La identificación con la gambeta tiene un espacio que condensa simbólicamente la relación fútbol y Nación: el potrero. No se puede no gambetear en el potrero. La irregularidad del terreno promueve la gambeta, la individualidad del habilidoso sobre el juego colectivo. El estilo del potrero promueve lo individual pero también lo irregular, lo ilegal y lo indisciplinado. El estilo es también el exceso. El exceso como marca de lo vivo.

■ ■ ■ ■ ■

# Consignas
a: Según el texto sobre la gambeta, ¿qué espacio condensa simbólicamente la relación entre fútbol y Nación?
b: Cambia "potrero" por "baldío" en el texto sobre la gambeta y reescribe el pasaje que empieza en las palabras "La identificación con" y termina después de "de lo vivo.".
c: Retoma el texto sobre la gambeta y el potrero a partir de su última oración y continúalo.

(Datos de localización de objetos mediante lenguaje natural)
■ ■ ■ ■ ■

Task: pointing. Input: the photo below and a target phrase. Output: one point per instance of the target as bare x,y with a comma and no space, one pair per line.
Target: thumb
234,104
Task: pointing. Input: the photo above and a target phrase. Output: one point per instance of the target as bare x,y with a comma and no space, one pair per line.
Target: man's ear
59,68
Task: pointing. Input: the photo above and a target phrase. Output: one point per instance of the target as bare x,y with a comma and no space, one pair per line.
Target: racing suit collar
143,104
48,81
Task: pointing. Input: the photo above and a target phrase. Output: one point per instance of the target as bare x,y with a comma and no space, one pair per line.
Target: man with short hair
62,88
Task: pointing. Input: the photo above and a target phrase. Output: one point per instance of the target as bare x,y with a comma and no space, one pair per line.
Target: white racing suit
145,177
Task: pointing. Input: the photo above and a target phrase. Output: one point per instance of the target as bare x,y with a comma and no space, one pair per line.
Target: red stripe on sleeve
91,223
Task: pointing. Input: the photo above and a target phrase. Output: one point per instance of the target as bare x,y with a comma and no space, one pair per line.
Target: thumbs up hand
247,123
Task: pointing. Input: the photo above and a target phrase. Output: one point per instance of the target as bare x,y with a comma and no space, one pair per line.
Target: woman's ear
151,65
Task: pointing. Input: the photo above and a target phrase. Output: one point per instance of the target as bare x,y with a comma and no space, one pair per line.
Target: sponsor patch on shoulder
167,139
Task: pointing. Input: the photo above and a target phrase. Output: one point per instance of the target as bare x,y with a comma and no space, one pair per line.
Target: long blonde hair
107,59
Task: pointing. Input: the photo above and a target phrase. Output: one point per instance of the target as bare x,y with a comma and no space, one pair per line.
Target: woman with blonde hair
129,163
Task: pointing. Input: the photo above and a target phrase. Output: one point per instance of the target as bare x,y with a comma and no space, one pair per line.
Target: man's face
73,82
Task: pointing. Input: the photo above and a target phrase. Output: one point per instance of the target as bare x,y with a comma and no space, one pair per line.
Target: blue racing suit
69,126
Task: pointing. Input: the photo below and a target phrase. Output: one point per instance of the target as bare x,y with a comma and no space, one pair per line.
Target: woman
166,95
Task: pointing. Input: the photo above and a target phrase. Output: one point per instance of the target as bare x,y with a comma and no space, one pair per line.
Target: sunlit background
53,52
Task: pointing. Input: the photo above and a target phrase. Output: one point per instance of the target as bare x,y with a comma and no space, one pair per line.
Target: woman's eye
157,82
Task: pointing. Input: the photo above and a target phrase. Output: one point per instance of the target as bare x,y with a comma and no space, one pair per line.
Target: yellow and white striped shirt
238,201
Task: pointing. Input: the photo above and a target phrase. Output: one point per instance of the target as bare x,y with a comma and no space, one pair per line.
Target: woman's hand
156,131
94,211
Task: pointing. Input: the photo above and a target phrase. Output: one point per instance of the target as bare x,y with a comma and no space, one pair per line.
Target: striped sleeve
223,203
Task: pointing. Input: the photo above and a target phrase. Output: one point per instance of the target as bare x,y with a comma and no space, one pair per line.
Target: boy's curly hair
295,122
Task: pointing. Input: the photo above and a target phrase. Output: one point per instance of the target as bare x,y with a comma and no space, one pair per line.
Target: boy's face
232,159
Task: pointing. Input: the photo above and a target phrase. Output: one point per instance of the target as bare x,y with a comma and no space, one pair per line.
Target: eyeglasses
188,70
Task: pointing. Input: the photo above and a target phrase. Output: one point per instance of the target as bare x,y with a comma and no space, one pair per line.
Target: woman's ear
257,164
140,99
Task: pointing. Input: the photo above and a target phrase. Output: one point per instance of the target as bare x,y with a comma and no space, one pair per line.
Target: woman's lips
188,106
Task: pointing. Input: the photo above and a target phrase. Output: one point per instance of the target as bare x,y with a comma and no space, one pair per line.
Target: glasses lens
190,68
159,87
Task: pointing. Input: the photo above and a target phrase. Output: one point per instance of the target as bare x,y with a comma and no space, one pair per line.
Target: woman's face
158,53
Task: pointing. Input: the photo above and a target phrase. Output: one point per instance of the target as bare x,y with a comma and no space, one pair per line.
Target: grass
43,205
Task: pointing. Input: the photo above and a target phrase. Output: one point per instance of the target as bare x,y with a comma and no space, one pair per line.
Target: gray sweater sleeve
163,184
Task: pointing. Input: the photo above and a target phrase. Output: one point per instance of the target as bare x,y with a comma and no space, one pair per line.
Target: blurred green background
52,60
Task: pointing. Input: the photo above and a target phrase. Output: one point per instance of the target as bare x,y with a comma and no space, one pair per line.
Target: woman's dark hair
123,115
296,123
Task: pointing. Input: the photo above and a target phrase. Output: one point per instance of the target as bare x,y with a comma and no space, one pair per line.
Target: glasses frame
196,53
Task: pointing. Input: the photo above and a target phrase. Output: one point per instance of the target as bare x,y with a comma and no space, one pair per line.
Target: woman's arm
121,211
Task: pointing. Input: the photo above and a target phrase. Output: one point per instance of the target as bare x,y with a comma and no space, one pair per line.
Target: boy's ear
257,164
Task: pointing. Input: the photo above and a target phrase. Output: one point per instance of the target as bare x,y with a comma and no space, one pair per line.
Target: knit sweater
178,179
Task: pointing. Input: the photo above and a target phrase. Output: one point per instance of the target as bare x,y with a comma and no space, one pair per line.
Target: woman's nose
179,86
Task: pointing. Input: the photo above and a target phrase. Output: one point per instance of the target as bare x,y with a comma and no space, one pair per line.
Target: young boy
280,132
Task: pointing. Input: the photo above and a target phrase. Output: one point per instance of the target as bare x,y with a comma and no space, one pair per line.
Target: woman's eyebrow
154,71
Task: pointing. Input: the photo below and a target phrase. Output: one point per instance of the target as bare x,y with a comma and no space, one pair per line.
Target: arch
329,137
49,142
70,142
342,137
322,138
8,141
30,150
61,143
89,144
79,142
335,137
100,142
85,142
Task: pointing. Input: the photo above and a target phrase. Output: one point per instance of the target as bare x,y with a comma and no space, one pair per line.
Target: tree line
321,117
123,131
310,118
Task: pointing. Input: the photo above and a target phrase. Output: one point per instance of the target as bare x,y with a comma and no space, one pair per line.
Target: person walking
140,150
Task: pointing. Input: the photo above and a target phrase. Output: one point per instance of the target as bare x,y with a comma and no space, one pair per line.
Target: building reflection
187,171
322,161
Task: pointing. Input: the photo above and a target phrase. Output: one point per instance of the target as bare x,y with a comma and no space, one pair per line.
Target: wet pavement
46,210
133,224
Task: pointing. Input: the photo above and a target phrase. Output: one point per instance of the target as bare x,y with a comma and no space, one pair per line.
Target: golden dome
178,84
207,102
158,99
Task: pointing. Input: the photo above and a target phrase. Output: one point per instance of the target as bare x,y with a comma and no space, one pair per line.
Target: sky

■ ■ ■ ■ ■

# Respuestas
a: El potrero.

b:
La identificación con la gambeta tiene un espacio que condensa simbólicamente la relación fútbol y Nación: el baldío. No se puede no gambetear en el baldío. La irregularidad del terreno promueve la gambeta, la individualidad del habilidoso sobre el juego colectivo. El estilo del baldío promueve lo individual pero también lo irregular, lo ilegal y lo indisciplinado. El estilo es también el exceso. El exceso como marca de lo vivo.

c:
Maradona es también celebrado y cuestionado por sus excesos. Sin duda, uno de los pilares que convierten a Maradona en ídolo es la fuga al cálculo racional, su rebeldía para con el deber ser de lo correctamente político. Drogas, alcohol, sexo, gastos desmesurados, violencias varias, declaraciones polémicas, frases memorables hoy convertidas en refranes populares. Un lenguaje propio, un habla maradoniana. Los excesos maradonianos son el hecho maldito de la racionalidad y disciplina contemporánea. Excesos que daban cuenta de un gobierno de su propio desborde: ingobernable por otres, Diego fue hasta sus últimos y tristes días, un sujeto que desbordó sus propios límites. E incluso en los recovecos de tales límites, gobernó su desorden. Un manojo de pulsión de vida y muerte todo el tiempo ahí. Y, más allá de las miradas condenatorias y moralistas, la relación de Diego con sus consumos lo convierte en un igual. Uno más de los tantos argentinos y argentinas que los fines de semana se “la ponen”.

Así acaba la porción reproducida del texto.